À quelque source que le virtuose ait su puiser, avec le concours du librettiste, homme de théâtre et baryton bavarois Emanuel Schikaneder (à ses côtés jusqu’en franc-maçonnerie), La flûte enchantée touche la foi, l’intemporalité et la spiritualité, espace et temps, mort, obscurité et transcendance. Dès lors, avec une nouvelle production de ce grand Singspiel à l’orée du printemps, l’Opéra de Tours fait montre d’un goût exquis pour qu’on s’émerveille à chaque nouvelle saison de notre climat tempéré.

###

▶ _TÂCHE DEMANDÉE A_
Recopiez un passage de l'article sur La flûte enchantée : commencez aux mots « À quelque source » et arrêtez-vous après « notre climat tempéré. ».
▶ _TÂCHE DEMANDÉE B_
D'après l'article sur La flûte enchantée, qui en est le librettiste ?
▶ _TÂCHE DEMANDÉE C_
Reprenez l'article sur La flûte enchantée à l'Opéra de Tours là où il s'interrompt.
La liste qui suit provient d'une autre source.

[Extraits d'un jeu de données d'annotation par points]
###

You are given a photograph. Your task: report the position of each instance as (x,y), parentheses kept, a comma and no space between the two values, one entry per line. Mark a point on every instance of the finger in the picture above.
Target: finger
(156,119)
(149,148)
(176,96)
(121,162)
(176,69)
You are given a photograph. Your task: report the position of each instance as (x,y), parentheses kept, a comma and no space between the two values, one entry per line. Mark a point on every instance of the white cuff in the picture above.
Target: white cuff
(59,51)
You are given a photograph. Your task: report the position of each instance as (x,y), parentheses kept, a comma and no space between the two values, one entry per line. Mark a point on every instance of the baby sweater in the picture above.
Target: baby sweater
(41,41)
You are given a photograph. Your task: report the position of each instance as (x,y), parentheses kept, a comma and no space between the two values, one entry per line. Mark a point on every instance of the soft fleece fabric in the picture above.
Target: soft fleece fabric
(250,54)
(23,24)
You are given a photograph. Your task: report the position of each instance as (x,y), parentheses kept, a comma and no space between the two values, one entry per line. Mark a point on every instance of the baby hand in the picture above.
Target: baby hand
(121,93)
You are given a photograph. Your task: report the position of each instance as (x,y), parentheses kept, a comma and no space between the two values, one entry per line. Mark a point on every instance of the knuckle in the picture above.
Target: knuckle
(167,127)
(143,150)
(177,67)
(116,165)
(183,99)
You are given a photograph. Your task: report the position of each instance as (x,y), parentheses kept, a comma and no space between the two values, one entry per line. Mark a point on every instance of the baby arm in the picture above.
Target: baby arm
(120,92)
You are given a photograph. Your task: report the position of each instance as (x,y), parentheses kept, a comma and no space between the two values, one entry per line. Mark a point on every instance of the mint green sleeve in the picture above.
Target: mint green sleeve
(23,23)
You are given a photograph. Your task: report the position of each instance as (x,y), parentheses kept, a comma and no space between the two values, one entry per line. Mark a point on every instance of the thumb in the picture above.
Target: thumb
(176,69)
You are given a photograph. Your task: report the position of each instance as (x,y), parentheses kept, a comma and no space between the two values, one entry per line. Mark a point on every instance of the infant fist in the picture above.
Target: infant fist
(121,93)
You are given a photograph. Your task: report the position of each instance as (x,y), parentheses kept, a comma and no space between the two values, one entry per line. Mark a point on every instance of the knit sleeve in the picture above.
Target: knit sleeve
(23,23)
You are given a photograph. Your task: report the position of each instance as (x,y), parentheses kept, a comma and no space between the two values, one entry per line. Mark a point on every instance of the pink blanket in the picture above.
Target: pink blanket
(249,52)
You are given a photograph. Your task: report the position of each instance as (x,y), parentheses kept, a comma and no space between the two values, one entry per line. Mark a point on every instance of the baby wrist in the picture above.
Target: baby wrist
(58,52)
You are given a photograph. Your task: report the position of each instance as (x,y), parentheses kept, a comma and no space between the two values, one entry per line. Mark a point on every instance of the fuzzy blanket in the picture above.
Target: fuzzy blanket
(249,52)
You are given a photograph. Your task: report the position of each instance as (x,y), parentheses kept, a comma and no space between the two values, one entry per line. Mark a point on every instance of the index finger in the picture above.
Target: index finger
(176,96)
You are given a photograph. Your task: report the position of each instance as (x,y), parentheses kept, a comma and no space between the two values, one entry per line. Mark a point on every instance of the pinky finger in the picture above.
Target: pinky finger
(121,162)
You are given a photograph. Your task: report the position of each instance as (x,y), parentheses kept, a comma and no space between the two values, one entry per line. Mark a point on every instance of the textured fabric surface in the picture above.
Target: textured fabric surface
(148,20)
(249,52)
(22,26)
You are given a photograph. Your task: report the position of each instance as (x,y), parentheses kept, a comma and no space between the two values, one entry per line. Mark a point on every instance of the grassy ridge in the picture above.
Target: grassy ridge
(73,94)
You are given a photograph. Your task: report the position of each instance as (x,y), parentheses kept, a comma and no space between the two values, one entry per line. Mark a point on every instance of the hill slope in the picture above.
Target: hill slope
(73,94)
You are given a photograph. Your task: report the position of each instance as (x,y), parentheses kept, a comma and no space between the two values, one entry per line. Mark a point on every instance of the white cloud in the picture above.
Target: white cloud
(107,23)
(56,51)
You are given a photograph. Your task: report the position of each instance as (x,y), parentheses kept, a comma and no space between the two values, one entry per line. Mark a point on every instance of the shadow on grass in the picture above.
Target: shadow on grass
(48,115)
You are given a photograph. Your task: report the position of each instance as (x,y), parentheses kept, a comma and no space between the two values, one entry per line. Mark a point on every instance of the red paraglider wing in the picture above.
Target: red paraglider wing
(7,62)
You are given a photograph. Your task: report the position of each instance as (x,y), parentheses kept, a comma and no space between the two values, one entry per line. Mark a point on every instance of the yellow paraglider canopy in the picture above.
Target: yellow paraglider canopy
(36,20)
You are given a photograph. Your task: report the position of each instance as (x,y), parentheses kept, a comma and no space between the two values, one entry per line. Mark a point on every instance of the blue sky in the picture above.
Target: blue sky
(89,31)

###

▶ _RÉSULTAT FINAL A_
À quelque source que le virtuose ait su puiser, avec le concours du librettiste, homme de théâtre et baryton bavarois Emanuel Schikaneder (à ses côtés jusqu’en franc-maçonnerie), La flûte enchantée touche la foi, l’intemporalité et la spiritualité, espace et temps, mort, obscurité et transcendance. Dès lors, avec une nouvelle production de ce grand Singspiel à l’orée du printemps, l’Opéra de Tours fait montre d’un goût exquis pour qu’on s’émerveille à chaque nouvelle saison de notre climat tempéré.

▶ _RÉSULTAT FINAL B_
Emanuel Schikaneder, homme de théâtre et baryton bavarois.

▶ _RÉSULTAT FINAL C_
L’Orchestre Symphonique Région Centre-Val de Loire/Tours assure trois heures durant un apport incroyable au spectacle. Son chef Benjamin Pionnier, également directeur de l’institution, veille au bon respect des différents rythmes et harmonies pour subjuguer l’assistance (ah, l’irrésistible quintette du premier acte !) et mener les mélodieux chanteurs jusqu’aux fabuleux coins de l’opera buffa et de la musique maçonnique. Ne serait-ce que l’Ouverture, bien contrastée, ou le soin pour habiller chaque rôle de ses justes couleurs, créer l’atmosphère de chaque lieu imaginaire, sans parler de l’accompagnement des airs, immenses aussi bien qu’efficaces en ce qui concerne les soprani... La liste mène à un paradis lyrique. Sans la compléter tout à fait, les musiciens tourangeaux s’avèrent bons joueurs et, par conséquent, la salle aussi.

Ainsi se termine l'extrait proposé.